Content starts

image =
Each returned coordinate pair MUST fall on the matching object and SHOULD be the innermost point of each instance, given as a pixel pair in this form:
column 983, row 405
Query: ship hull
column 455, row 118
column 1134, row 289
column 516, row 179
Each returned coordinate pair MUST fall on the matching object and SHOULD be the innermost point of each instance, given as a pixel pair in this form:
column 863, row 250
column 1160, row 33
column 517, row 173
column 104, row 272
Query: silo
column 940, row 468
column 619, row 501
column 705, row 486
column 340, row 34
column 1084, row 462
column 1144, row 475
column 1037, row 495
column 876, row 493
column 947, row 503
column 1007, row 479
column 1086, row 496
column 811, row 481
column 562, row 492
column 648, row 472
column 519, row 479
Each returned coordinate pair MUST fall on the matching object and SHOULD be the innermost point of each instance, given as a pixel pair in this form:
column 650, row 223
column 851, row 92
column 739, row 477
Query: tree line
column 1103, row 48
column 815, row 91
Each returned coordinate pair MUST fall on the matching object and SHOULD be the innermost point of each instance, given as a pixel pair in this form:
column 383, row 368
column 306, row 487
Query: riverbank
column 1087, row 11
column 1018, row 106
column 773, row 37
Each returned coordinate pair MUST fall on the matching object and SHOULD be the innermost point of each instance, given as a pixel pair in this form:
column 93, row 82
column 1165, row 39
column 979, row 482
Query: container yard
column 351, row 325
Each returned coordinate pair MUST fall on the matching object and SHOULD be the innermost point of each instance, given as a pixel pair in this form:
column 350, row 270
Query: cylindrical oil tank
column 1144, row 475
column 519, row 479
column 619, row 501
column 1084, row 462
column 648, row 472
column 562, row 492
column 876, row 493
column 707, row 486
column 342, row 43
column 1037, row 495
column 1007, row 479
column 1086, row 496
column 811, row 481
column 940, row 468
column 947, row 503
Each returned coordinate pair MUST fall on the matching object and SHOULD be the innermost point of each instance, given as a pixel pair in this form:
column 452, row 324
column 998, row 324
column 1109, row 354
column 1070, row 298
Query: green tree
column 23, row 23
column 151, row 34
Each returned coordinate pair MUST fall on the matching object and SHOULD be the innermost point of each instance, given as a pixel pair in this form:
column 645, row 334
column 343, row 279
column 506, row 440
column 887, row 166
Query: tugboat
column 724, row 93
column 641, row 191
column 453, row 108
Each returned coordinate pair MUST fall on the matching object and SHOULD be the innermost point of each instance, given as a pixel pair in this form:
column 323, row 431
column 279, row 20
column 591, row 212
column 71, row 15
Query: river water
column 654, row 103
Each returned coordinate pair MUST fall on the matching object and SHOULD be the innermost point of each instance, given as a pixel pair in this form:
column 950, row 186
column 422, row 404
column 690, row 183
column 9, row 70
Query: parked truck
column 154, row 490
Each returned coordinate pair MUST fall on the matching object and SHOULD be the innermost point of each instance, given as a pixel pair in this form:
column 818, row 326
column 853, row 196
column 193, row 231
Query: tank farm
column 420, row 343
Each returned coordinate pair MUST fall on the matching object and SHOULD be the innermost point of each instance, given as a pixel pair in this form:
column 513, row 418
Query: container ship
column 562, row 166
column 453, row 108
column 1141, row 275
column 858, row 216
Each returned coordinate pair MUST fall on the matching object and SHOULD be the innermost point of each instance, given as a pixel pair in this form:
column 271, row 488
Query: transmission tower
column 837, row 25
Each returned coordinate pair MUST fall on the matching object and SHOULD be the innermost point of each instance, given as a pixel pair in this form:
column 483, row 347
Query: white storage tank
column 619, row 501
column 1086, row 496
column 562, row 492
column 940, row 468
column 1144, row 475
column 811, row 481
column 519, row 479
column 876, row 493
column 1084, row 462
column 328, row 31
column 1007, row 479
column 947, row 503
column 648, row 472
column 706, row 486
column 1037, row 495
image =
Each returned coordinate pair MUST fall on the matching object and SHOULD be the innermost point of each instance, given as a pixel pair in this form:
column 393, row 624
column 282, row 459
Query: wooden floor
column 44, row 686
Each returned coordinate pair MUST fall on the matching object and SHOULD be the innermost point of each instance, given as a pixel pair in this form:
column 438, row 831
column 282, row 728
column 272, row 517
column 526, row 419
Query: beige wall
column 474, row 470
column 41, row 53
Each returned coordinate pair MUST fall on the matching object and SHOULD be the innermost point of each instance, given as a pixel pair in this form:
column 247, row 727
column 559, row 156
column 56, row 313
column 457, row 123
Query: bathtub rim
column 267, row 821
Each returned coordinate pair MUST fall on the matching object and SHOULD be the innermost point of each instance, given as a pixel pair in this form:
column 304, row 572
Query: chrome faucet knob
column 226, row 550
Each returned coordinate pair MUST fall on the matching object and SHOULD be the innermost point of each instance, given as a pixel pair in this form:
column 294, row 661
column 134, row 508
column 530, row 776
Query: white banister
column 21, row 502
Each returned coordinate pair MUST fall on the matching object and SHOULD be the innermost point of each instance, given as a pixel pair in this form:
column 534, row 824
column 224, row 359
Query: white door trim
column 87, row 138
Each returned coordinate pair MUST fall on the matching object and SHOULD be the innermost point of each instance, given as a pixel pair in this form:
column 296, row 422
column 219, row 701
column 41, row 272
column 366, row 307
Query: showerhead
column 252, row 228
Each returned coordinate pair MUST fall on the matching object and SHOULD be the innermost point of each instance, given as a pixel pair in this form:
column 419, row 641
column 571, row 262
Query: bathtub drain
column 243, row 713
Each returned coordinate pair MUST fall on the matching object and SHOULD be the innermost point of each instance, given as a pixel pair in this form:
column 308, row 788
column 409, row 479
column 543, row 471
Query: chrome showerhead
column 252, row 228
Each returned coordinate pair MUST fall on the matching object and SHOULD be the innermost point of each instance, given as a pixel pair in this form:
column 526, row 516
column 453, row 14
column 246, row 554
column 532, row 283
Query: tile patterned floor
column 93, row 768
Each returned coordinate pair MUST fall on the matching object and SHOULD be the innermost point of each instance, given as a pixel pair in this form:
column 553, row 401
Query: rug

Content ends

▶ **Exercise prompt**
Set down all the data exactly as given.

▶ **Output for this exercise**
image =
Each returned coordinate pair MUST fall on the matching object and SHOULD be the innermost point of each instance, given as a pixel pair in this form:
column 983, row 405
Query: ship hull
column 455, row 118
column 1134, row 289
column 516, row 179
Each returned coordinate pair MUST fall on the matching object and SHOULD be the innermost point of each instance, given as a pixel pair in this form:
column 863, row 250
column 1160, row 33
column 517, row 173
column 104, row 272
Query: silo
column 940, row 468
column 619, row 501
column 705, row 486
column 340, row 34
column 1084, row 462
column 1144, row 475
column 1037, row 495
column 876, row 493
column 947, row 503
column 1007, row 479
column 1086, row 496
column 811, row 481
column 562, row 492
column 648, row 472
column 519, row 479
Each returned coordinate pair MUST fall on the matching object and SHOULD be the innermost point of each instance, given as a pixel pair in this form:
column 650, row 223
column 851, row 92
column 739, row 477
Query: tree line
column 1103, row 48
column 815, row 91
Each returned coordinate pair MUST fall on the matching object and SHOULD be the innermost point of each instance, given as a pixel pair in this form:
column 383, row 368
column 306, row 487
Query: riverbank
column 1087, row 11
column 1018, row 106
column 773, row 37
Each returned coordinate pair MUST fall on the matching object and SHOULD be the innermost point of each instance, given as a pixel pair in this form:
column 93, row 82
column 1165, row 39
column 979, row 482
Query: container yard
column 351, row 325
Each returned coordinate pair MUST fall on the matching object and SHOULD be the innermost point of each instance, given as a pixel pair in this form:
column 350, row 270
Query: cylindrical oil tank
column 1144, row 475
column 519, row 479
column 619, row 501
column 1084, row 462
column 648, row 472
column 562, row 492
column 876, row 493
column 707, row 486
column 342, row 43
column 1037, row 495
column 1007, row 479
column 1086, row 496
column 811, row 481
column 940, row 468
column 947, row 503
Each returned coordinate pair MUST fall on the matching object and SHOULD be the innermost point of each instance, given as a pixel pair in this form:
column 452, row 324
column 998, row 324
column 1109, row 354
column 1070, row 298
Query: green tree
column 23, row 23
column 151, row 34
Each returned coordinate pair MUST fall on the matching object and SHOULD be the innermost point of each instance, given as a pixel pair in this form:
column 645, row 334
column 343, row 279
column 506, row 440
column 887, row 166
Query: tugboat
column 724, row 93
column 641, row 191
column 453, row 108
Each returned coordinate pair MUST fall on the matching object and SHOULD be the innermost point of each instance, given as a pixel pair in this form:
column 323, row 431
column 279, row 20
column 591, row 212
column 71, row 15
Query: river water
column 654, row 103
Each returned coordinate pair MUST fall on the matching object and SHOULD be the innermost point of each instance, given as a pixel pair in this form:
column 950, row 186
column 422, row 404
column 690, row 183
column 9, row 70
Query: parked truck
column 154, row 490
Each returned coordinate pair MUST fall on the matching object and SHOULD be the innermost point of each instance, given as a pixel pair in this form:
column 818, row 326
column 853, row 196
column 193, row 231
Query: tank farm
column 420, row 343
Each returned coordinate pair MUST fall on the matching object and SHOULD be the innermost point of each instance, given as a pixel pair in this form:
column 513, row 418
Query: container ship
column 562, row 166
column 453, row 108
column 1141, row 275
column 858, row 216
Each returned coordinate pair MUST fall on the matching object and SHOULD be the innermost point of each instance, given as a pixel pair in this form:
column 271, row 488
Query: transmission tower
column 837, row 25
Each returned coordinate pair MUST fall on the matching object and SHOULD be the innermost point of each instance, given as a pixel pair in this form:
column 483, row 347
Query: white storage tank
column 619, row 501
column 1086, row 496
column 562, row 492
column 940, row 468
column 1144, row 475
column 811, row 481
column 519, row 479
column 876, row 493
column 1084, row 462
column 328, row 31
column 1007, row 479
column 947, row 503
column 648, row 472
column 706, row 486
column 1037, row 495
image =
Each returned coordinate pair MUST fall on the matching object and SHOULD be the innermost point of each instance, given as a pixel pair in this form:
column 393, row 624
column 282, row 459
Query: wooden floor
column 44, row 686
Each returned coordinate pair MUST fall on the matching object and SHOULD be the innermost point of each instance, given as a pixel pair in this form:
column 438, row 831
column 282, row 728
column 272, row 517
column 526, row 419
Query: beige wall
column 474, row 470
column 41, row 53
Each returned coordinate pair MUST fall on the matching object and SHOULD be the innermost point of each instance, given as a pixel pair in this form:
column 247, row 727
column 559, row 156
column 56, row 313
column 457, row 123
Query: bathtub rim
column 267, row 821
Each returned coordinate pair MUST fall on the matching object and SHOULD be the innermost point of each instance, given as a pixel pair in this form:
column 304, row 572
Query: chrome faucet knob
column 226, row 550
Each returned coordinate pair MUST fall on the matching object and SHOULD be the innermost point of each instance, given as a pixel pair in this form:
column 294, row 661
column 134, row 508
column 530, row 776
Query: white banister
column 21, row 502
Each returned coordinate pair MUST fall on the matching object and SHOULD be the innermost point of each instance, given as a pixel pair in this form:
column 534, row 824
column 224, row 359
Query: white door trim
column 87, row 138
Each returned coordinate pair MUST fall on the matching object and SHOULD be the innermost point of each instance, given as a pixel pair in this form:
column 296, row 422
column 219, row 701
column 41, row 272
column 366, row 307
Query: showerhead
column 252, row 228
Each returned coordinate pair MUST fall on the matching object and SHOULD be the innermost point of each instance, given as a pixel pair in this form:
column 419, row 641
column 571, row 262
Query: bathtub drain
column 243, row 713
Each returned coordinate pair MUST fall on the matching object and SHOULD be the innermost point of each instance, given as a pixel pair in this form:
column 308, row 788
column 409, row 479
column 543, row 471
Query: chrome showerhead
column 252, row 228
Each returned coordinate pair MUST fall on the matching object and SHOULD be the innermost point of each instance, given as a pixel pair in this form:
column 526, row 516
column 453, row 14
column 246, row 554
column 532, row 283
Query: tile patterned floor
column 93, row 768
Each returned coordinate pair MUST fall on the matching object and SHOULD be the innermost point of each instance, given as a pixel pair in this form:
column 553, row 401
Query: rug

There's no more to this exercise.